People do care about faster, perhaps not those who run a single system on a modern desktop but think of other areas, where linux happens to be strong.

Embedded devices - much slower hardware, better performance counts (and can also improve battery life).
Supercomputers - slight performance improvement, multiplied by thousands of nodes.
Virtualization - slight performance improvement, multiplied by large numbers of virtual machines.

As for drivers, i have never had a driver that was in the kernel break, and that is where drivers should be so that they can be improved and debugged alongside the rest of the kernel. The idea of third parties creating binary drivers is extremely damaging, and is one of the reasons why windows has never been successful on non x86 systems. I very much like the fact that virtually all the USB peripherals i use on my x86 linux boxes will also work on my arm based linux systems. Closed source binary drivers will never have this level of flexibility.
Also, even MS were forced to break the driver interface with vista because the old driver interface was holding them back. Linus doesn't want to get stuck in a situation like that, where progress is impeded unnecessarily. Linux typically undergoes regular, small changes instead of sudden large ones, and when the interface is changed the in-kernel drivers are typically changed at the same time so nothing will ever be in a state of not working unless your running bleeding edge development kernels (an option that closed source systems typically dont even provide at all).

Linux is not flatline, its huge in pretty much every market except desktops, and its lack of success in desktops is more down to marketing and lock-in than any lack of technical merit.
= = = =
## Given problem 1
List the areas the comment on Linux names where performance gains matter.
The comment on Linux and the listing after it are unrelated material.

## Extracted records
= = = =
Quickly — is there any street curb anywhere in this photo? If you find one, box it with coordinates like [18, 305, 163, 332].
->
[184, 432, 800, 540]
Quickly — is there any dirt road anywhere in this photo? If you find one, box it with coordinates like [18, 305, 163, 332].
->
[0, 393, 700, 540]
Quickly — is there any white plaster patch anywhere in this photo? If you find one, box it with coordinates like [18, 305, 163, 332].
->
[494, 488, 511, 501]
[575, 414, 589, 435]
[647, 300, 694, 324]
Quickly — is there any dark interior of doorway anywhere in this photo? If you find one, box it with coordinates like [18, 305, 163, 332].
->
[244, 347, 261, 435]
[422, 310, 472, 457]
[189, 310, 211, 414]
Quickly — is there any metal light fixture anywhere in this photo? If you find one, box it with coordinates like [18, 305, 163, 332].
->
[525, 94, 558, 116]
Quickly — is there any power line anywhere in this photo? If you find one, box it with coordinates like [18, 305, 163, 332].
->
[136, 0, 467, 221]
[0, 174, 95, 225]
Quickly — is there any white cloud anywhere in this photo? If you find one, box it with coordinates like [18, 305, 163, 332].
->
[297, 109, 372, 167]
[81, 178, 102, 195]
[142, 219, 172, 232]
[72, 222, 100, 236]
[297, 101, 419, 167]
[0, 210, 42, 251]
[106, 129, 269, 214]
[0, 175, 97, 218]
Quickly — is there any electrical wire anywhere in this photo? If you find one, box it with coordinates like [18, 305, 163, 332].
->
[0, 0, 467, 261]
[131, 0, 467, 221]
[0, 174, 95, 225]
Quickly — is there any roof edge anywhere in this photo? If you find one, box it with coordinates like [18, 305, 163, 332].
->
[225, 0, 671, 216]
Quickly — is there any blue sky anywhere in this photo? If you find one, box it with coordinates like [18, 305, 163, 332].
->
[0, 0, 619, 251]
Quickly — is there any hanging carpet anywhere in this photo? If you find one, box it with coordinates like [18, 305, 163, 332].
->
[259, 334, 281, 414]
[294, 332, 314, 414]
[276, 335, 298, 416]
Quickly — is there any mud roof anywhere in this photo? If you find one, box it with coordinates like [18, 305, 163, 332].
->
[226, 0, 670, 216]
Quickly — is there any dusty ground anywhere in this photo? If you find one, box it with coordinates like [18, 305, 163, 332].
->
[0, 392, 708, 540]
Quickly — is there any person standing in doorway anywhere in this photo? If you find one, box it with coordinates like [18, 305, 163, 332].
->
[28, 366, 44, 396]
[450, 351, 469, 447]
= = = =
## Given problem 2
Duplicate the part of the listing that opens with the line containing "Quickly — is there any dusty" and runs through the end of the listing.

## Full response 1
Embedded devices, supercomputers, virtualization

## Full response 2
Quickly — is there any dusty ground anywhere in this photo? If you find one, box it with coordinates like [18, 305, 163, 332].
->
[0, 392, 708, 540]
Quickly — is there any person standing in doorway anywhere in this photo? If you find one, box it with coordinates like [18, 305, 163, 332].
->
[28, 366, 44, 396]
[450, 351, 469, 447]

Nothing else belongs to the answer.